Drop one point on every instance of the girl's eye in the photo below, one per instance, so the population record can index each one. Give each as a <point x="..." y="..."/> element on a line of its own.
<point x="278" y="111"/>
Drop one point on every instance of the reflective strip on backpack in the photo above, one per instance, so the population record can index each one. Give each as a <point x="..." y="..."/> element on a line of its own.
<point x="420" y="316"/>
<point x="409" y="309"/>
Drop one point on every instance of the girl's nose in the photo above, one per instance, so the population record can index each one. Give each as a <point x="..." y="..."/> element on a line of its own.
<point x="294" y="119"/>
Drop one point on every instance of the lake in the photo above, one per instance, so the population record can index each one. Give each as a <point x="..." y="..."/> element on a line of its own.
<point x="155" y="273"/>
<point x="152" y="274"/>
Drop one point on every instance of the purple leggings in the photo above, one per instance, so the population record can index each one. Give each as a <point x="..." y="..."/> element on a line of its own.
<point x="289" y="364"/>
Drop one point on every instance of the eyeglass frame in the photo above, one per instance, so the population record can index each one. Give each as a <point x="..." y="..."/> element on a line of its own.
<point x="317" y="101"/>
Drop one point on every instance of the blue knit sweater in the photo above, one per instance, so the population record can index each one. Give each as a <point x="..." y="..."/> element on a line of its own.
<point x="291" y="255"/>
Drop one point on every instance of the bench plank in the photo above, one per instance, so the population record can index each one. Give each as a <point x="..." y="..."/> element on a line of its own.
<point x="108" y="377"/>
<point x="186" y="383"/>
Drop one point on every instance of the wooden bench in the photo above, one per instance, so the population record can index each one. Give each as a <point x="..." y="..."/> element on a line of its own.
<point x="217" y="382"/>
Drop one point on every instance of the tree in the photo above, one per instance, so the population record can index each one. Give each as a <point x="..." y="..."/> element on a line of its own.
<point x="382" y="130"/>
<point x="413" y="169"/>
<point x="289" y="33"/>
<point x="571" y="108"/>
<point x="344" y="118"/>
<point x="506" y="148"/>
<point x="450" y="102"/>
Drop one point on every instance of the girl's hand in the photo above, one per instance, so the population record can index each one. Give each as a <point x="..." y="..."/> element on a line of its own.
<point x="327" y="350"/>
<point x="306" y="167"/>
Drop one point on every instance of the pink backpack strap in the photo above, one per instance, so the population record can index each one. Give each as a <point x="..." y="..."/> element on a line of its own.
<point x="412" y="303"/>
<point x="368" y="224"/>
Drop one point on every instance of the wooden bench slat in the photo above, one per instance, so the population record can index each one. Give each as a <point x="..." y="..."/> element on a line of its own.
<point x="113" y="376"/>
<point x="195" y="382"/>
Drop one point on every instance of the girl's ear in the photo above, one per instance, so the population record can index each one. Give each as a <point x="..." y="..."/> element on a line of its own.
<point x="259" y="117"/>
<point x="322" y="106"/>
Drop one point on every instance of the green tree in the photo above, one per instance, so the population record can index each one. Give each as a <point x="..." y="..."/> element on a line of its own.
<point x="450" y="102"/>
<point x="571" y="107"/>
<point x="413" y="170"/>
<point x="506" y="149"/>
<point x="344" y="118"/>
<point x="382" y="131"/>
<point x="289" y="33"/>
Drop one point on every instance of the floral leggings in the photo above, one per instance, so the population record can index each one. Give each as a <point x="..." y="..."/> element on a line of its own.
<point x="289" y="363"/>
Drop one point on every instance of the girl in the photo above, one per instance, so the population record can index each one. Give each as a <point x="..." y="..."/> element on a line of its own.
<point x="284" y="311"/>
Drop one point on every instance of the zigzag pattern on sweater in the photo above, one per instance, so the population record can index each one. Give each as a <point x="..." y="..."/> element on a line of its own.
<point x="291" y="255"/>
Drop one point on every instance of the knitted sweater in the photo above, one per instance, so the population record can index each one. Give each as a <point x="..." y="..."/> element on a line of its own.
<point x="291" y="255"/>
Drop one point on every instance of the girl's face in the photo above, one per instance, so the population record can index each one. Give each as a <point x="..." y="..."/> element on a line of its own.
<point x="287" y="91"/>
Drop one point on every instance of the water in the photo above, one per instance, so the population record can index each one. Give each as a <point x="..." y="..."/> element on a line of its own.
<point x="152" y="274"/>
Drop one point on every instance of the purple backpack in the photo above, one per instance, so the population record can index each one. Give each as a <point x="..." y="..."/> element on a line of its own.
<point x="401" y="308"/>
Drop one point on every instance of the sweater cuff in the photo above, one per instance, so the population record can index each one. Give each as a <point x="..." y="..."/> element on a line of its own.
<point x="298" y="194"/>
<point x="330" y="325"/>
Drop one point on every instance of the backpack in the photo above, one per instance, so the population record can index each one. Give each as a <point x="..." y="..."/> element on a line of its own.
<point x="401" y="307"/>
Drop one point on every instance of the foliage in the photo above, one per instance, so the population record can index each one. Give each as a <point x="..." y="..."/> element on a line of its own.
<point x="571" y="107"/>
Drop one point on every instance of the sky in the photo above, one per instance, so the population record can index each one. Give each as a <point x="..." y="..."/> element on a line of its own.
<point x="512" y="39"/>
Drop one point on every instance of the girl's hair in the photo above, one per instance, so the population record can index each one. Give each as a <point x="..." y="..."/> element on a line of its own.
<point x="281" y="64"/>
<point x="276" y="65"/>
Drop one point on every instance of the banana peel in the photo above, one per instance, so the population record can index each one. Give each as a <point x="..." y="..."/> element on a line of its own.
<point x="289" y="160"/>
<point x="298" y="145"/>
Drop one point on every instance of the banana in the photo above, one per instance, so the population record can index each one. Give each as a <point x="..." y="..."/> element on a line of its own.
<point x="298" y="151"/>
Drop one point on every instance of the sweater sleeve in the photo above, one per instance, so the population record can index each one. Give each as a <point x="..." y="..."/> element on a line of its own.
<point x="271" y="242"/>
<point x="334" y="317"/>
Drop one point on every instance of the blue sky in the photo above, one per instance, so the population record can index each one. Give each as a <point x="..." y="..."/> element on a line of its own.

# Activity
Copy out the full listing, exactly as it stands.

# Answer section
Drop one point on every instance of the girl's eye in the photo below, one per instance, so the population record can index each one. Give each as a <point x="..." y="..."/> element on a line of its own.
<point x="278" y="111"/>
Drop one point on every instance of the reflective strip on backpack in the photo above, one per instance, so the population record can index each one. Give each as a <point x="..." y="..."/> element on a line of its own.
<point x="420" y="316"/>
<point x="409" y="309"/>
Drop one point on every instance of the girl's nose in the photo above, one per instance, so the population record can index each one. Give each as a <point x="..." y="..."/> element on a line of its own.
<point x="294" y="119"/>
Drop one point on every instance of the lake in the photo above, one per instance, so the population record can index each one. Give each as a <point x="..." y="..."/> element on a line of its own.
<point x="155" y="273"/>
<point x="152" y="274"/>
Drop one point on every instance of the purple leggings in the photo above, one per instance, so the population record can index each one. Give each as a <point x="..." y="..."/> element on a line of its own.
<point x="289" y="364"/>
Drop one point on every instance of the eyeglass frame in the photo above, one per instance, so the population record can index each one. Give each as a <point x="..." y="..."/> element on a line of its own.
<point x="317" y="101"/>
Drop one point on every instance of the blue knit sweater in the photo above, one per instance, so the population record can index each one. Give each as a <point x="..." y="..."/> element on a line of its own.
<point x="291" y="255"/>
Drop one point on every instance of the bench plank in the photo above, one per instance, so the population record can index each one. Give each as a <point x="..." y="..."/> element on a line of its own.
<point x="108" y="377"/>
<point x="186" y="383"/>
Drop one point on every instance of the wooden bench in the photo above, one per instance, so the population record can index each one. Give each as a <point x="..." y="..."/> element on a line of its own.
<point x="217" y="382"/>
Drop one point on every instance of the tree in the photo above, one per instance, so the population record can index each one. Give each as a <point x="..." y="..."/> element on a line of its own.
<point x="382" y="130"/>
<point x="413" y="169"/>
<point x="289" y="33"/>
<point x="571" y="108"/>
<point x="344" y="118"/>
<point x="506" y="148"/>
<point x="450" y="102"/>
Drop one point on every instance of the girl's hand in the photo above, one per instance, so the population record can index each one. Give each as a <point x="..." y="..."/> element on a line of its own.
<point x="327" y="350"/>
<point x="306" y="167"/>
Drop one point on every instance of the pink backpack strap in the photo above, one per instance, so the population record can index each one. Give each as a <point x="..." y="..."/> element on a line of its own.
<point x="412" y="303"/>
<point x="368" y="224"/>
Drop one point on every instance of the wooden bench slat in the photo above, one per instance, so the population record can index each one. Give each as a <point x="..." y="..."/> element on a line of its own.
<point x="113" y="376"/>
<point x="195" y="382"/>
Drop one point on every instance of the girl's ear in the photo above, one per instance, so the population record can index each one. Give each as a <point x="..." y="..."/> element on a line of its own.
<point x="259" y="117"/>
<point x="322" y="106"/>
Drop one point on every instance of the green tree in the photo above, one per instance, so the population record can index each one. Give each as a <point x="..." y="..."/> element on a line of its own.
<point x="450" y="102"/>
<point x="571" y="107"/>
<point x="413" y="170"/>
<point x="506" y="149"/>
<point x="344" y="118"/>
<point x="382" y="131"/>
<point x="289" y="33"/>
Drop one point on every instance of the floral leggings in the photo above, one per instance, so the population record can index each one. Give each as a <point x="..." y="..."/> element on a line of its own.
<point x="289" y="363"/>
Drop one point on every instance of the girl in the photo above, one per instance, so the population record can index each one. Give each as a <point x="..." y="..."/> element on a line of its own.
<point x="284" y="311"/>
Drop one point on every instance of the zigzag pattern on sweater in the photo above, one per instance, so the population record can index each one. Give each as a <point x="..." y="..."/> element on a line of its own.
<point x="291" y="255"/>
Drop one point on every instance of the knitted sweater in the photo above, one per instance, so the population record can index each one. Give each as a <point x="..." y="..."/> element on a line of its own.
<point x="291" y="255"/>
Drop one point on every instance of the girl's face in the photo above, one per instance, so the population record can index each one. Give each as a <point x="..." y="..."/> element on a line of its own.
<point x="287" y="91"/>
Drop one point on every instance of the water in the photo above, one per instance, so the population record can index each one. Give each as a <point x="..." y="..."/> element on a line of its own.
<point x="152" y="274"/>
Drop one point on every instance of the purple backpack in the photo above, one per instance, so the population record can index each one. Give each as a <point x="..." y="..."/> element on a line of its own.
<point x="401" y="308"/>
Drop one point on every instance of the sweater cuff in the photo above, one per instance, so the population record can index each one. Give each as a <point x="..." y="..."/> element on a line of its own.
<point x="298" y="194"/>
<point x="330" y="325"/>
Drop one point on every instance of the backpack in the photo above, one per instance, so the population record can index each one. Give each as a <point x="..." y="..."/> element on a line of its own.
<point x="401" y="307"/>
Drop one point on every instance of the foliage in the photo above, one per instance, so the population record can index each one. Give each as a <point x="..." y="..."/> element on a line of its own.
<point x="571" y="107"/>
Drop one point on every instance of the sky in the photo above, one per instance, so the population record can index each one. Give each as a <point x="..." y="..."/> element on a line of its own.
<point x="512" y="39"/>
Drop one point on every instance of the girl's hair in the photo above, one per instance, so the population record can index each one. Give each as a <point x="..." y="..."/> element on a line of its own.
<point x="281" y="64"/>
<point x="276" y="65"/>
Drop one point on every instance of the banana peel in the photo above, one per instance, so the population record can index each one. Give each as a <point x="..." y="..."/> element on a line of its own.
<point x="289" y="160"/>
<point x="298" y="145"/>
Drop one point on every instance of the banana in the photo above, one per instance, so the population record can index each one. Give each as a <point x="..." y="..."/> element on a line of its own.
<point x="298" y="151"/>
Drop one point on every instance of the sweater sleeve in the photo above, one per instance, so the population record can index each one. Give each as a <point x="..." y="..."/> element on a line of its own.
<point x="271" y="242"/>
<point x="334" y="317"/>
Drop one point on every instance of the blue sky in the photo above, one per instance, so the population record can index each one. Give each as a <point x="..." y="..."/> element on a line of its own.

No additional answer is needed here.